What to work on:
Find each line in the entries below that contains the word "green" and copy those lines. Case counts.

◆ ◆ ◆ ◆ ◆

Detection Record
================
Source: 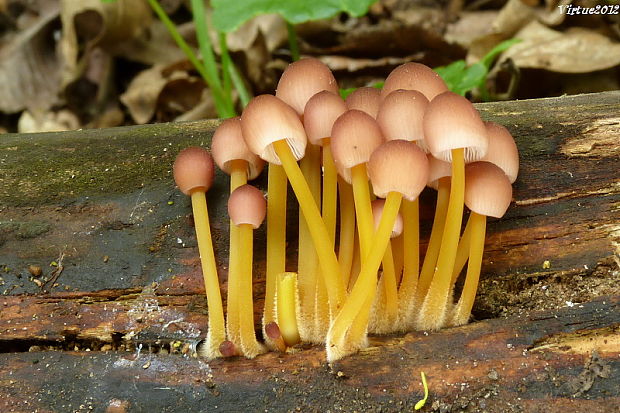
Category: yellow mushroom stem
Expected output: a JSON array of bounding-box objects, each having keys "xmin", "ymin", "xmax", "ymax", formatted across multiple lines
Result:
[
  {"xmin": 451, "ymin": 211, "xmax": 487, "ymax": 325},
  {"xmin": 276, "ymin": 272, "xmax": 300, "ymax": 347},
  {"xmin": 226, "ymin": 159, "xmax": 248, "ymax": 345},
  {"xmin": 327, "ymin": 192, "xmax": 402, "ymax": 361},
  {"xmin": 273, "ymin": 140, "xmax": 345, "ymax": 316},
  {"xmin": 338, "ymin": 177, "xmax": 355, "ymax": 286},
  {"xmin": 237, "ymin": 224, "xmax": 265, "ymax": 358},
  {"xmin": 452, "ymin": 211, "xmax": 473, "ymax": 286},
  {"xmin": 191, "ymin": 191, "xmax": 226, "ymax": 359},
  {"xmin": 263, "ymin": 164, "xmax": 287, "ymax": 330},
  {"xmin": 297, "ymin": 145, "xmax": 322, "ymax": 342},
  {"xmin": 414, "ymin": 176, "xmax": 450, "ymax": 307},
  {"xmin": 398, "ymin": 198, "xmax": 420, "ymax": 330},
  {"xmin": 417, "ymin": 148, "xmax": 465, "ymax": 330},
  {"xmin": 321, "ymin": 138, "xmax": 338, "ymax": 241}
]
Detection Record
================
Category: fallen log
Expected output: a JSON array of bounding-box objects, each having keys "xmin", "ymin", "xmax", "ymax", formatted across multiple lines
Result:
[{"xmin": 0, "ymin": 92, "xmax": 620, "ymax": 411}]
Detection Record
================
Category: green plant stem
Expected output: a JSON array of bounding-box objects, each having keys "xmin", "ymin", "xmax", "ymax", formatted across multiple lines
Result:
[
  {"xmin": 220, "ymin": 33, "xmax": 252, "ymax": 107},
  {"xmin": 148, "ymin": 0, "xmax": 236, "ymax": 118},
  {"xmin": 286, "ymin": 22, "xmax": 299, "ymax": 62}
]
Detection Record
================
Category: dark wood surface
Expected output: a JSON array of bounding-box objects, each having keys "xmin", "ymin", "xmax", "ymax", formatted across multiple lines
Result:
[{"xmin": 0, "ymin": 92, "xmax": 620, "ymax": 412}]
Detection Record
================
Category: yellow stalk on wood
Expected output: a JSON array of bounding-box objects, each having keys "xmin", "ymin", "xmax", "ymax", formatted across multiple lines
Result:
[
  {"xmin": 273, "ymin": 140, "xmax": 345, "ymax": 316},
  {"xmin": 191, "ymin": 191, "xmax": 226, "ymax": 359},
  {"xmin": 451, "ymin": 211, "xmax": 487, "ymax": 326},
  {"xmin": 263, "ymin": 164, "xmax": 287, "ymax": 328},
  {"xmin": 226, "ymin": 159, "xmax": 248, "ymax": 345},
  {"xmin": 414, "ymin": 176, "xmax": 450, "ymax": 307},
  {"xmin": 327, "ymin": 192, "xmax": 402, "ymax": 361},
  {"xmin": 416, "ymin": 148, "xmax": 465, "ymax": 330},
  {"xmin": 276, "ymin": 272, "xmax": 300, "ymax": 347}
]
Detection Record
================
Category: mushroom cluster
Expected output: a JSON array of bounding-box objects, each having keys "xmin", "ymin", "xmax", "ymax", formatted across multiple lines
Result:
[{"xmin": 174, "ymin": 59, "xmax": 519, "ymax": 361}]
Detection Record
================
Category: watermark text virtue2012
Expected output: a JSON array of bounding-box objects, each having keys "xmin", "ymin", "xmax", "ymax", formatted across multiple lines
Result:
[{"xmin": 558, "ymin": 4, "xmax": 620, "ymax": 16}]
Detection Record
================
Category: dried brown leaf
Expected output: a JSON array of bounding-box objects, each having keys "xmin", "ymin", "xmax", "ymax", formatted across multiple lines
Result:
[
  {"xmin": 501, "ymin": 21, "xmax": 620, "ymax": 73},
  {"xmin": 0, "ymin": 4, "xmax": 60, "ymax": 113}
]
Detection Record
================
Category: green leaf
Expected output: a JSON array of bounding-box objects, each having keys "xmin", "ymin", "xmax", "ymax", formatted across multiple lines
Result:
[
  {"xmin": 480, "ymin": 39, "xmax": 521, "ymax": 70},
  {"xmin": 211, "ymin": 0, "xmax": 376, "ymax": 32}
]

◆ ◆ ◆ ◆ ◆

Worked answer:
Category: green plant stem
Category: green leaf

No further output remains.